▶ _WORK INSTRUCTION_: Would you return every entry, exactly as it is written?

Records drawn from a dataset
******************************
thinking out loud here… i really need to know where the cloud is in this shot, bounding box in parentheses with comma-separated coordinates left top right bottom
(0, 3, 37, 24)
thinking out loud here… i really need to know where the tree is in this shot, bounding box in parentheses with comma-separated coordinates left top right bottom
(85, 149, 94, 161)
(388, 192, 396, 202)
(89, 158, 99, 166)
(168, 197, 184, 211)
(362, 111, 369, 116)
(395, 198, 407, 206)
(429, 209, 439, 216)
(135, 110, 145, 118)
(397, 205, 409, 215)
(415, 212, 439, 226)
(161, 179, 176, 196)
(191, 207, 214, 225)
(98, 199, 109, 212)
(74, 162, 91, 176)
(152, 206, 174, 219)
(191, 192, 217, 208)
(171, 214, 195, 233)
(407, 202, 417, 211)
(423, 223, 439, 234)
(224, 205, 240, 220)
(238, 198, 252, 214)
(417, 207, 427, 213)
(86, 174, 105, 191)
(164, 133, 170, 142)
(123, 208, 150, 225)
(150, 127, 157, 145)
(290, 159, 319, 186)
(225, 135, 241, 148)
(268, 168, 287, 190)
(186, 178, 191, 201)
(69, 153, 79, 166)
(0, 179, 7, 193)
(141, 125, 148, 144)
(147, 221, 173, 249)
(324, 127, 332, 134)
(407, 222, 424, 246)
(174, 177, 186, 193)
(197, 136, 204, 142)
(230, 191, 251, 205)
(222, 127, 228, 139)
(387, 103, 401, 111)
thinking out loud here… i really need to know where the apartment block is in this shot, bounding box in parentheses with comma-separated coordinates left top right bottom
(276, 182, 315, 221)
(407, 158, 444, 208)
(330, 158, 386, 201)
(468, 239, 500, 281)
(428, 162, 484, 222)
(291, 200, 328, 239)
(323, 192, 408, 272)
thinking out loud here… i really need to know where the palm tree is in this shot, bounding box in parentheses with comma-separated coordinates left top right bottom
******************************
▶ _OUTPUT OF THE EXERCISE_:
thinking out loud here… i really need to know where the cloud is in this shot, bounding box in parentheses with comma-separated coordinates left top right bottom
(0, 3, 37, 24)
thinking out loud here… i really need to know where the tree is in this shot, bounding box in parentheses with comma-separated coordinates left top right bottom
(85, 149, 94, 161)
(388, 192, 396, 202)
(89, 158, 99, 166)
(168, 197, 184, 211)
(362, 111, 369, 116)
(395, 198, 407, 206)
(429, 209, 439, 216)
(135, 110, 145, 118)
(397, 205, 409, 215)
(415, 212, 439, 226)
(161, 179, 176, 196)
(191, 207, 214, 225)
(98, 199, 109, 212)
(74, 162, 91, 176)
(152, 206, 174, 219)
(191, 192, 217, 208)
(171, 214, 195, 233)
(407, 202, 417, 211)
(423, 223, 439, 234)
(224, 205, 240, 220)
(238, 198, 252, 214)
(417, 207, 427, 213)
(86, 174, 105, 191)
(164, 133, 170, 142)
(123, 208, 150, 225)
(150, 127, 157, 145)
(290, 159, 319, 186)
(225, 135, 241, 148)
(268, 168, 287, 190)
(186, 178, 191, 201)
(69, 153, 79, 166)
(0, 179, 7, 193)
(141, 125, 148, 144)
(147, 221, 173, 249)
(324, 127, 332, 134)
(407, 222, 424, 246)
(174, 177, 186, 193)
(197, 136, 204, 142)
(230, 191, 251, 205)
(222, 127, 228, 139)
(387, 103, 401, 111)
thinking out loud here… i really need to know where the apartment block is in this shot, bounding box in parentheses with comma-separated coordinates left top right bottom
(276, 182, 315, 221)
(407, 158, 444, 208)
(330, 158, 386, 201)
(468, 239, 500, 281)
(428, 162, 484, 222)
(291, 200, 328, 239)
(323, 192, 408, 272)
thinking out loud here… i really need to know where the palm tree is in this shot, bounding box in parentheses with comma-separated coordinates left top right bottom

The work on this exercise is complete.